═════ Given passage

Layer 1. Every node in this layer computes one active triangular-shaped membership function. In virtue of (i), each input is concerned with two membership functions per dimension. Therefore, we have only 2n active nodes in this layer, independent of the number of antecedents per input dimension. In addition, due to (iii), each pair of active nodes  $(O_i^{(1)}, \overline{O}_i^{(1)})$  are complementary, that is  $O_i^{(1)} + \overline{O}_i^{(1)} = 1$ , where the upper bar means fuzzy complement (see Fig. 4). The node outputs are as follows:

$$\begin{cases} O_i^{(1)} = \mu_i^{r_i^0}(x_i^0) = a_i^{r_i^0}(x_i^0 - b_i^{r_i^0}) \\ \overline{O}_i^{(1)} = 1 - \mu_i^{r_i^0}(x_i^0) \end{cases}, \ 1 \le i \le n, \end{cases}$$
(7)

the super-index  $r_i^0$  denotes the active interval of the *i*-th input,  $a_i^{r_i^0}$  denotes the positive slope of the active semi-triangles, and  $b_i^{r_i^0}$  is the offset of the interval with respect to the origin.

Layer 2. Each node in this layer generates a multilinear output which represents the firing strength of a rule; each multilinear term consists in the product of n linear terms like (7). The rules with non-zero firing strength are only those associated with the active neurons in layer 2 (only one pair of complementary neurons per input), that is,  $2^n$  active rules. If **j** 

denotes the neuron index (*j*) of layer 2, but codified as an *n*-bit binary word,  $\mathbf{j} = (j_n j_{n-1} \dots j_1)$ , then,

$$O_{j}^{(2)} = w_{j} = \prod_{i=1}^{n} \phi_{j_{i}}, \text{ with } \phi_{j_{i}} = \begin{cases} O_{i}^{(1)} \text{ if } j_{i} = 1\\ \overline{O}_{i}^{(1)} \text{ if } j_{i} = 0 \end{cases}, 0 \le j \le 2^{n} - 1.$$
(8)

══════════

Problem requirements:
Answer from the passage on Layers 1 and 2:
1. How many active nodes does Layer 1 contain?
2. What does the upper bar over a node output mean?
3. How many active rules result in Layer 2?

═════ Data section

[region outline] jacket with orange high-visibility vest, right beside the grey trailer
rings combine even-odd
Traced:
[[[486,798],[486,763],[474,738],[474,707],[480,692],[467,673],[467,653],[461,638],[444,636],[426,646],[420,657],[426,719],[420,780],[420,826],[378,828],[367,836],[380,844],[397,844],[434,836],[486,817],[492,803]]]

══════════

Solution to the problem:
1. 2n active nodes, independent of the number of antecedents per input dimension.
2. Fuzzy complement.
3. 2^n active rules.